■ **Your goal**
A line containing "negative clicks: (401, 206) (389, 219)" appears in the material below. Return exactly every line from the first through that one, and only those.

^^^^

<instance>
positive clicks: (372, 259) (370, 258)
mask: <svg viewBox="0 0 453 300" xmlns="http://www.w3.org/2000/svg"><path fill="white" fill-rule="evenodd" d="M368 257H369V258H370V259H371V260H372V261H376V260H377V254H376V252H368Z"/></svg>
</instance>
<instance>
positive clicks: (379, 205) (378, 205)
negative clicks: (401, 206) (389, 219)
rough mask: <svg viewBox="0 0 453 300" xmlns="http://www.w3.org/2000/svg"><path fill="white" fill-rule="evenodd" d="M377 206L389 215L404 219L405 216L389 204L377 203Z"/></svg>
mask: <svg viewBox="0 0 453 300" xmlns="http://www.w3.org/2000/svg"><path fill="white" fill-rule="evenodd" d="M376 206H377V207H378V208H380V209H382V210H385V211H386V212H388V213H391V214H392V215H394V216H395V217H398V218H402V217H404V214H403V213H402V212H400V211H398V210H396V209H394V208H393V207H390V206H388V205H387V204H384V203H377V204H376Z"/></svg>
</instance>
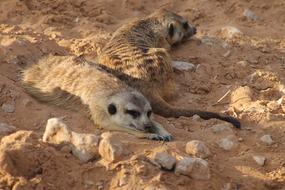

^^^^

■ **Output of the exercise**
<instance>
positive clicks: (372, 259) (370, 258)
mask: <svg viewBox="0 0 453 300" xmlns="http://www.w3.org/2000/svg"><path fill="white" fill-rule="evenodd" d="M368 257H369V258H370V259H371V260H372V261H376V260H377V254H376V252H368Z"/></svg>
</instance>
<instance>
positive clicks: (379, 205) (378, 205)
negative clicks: (401, 206) (389, 219)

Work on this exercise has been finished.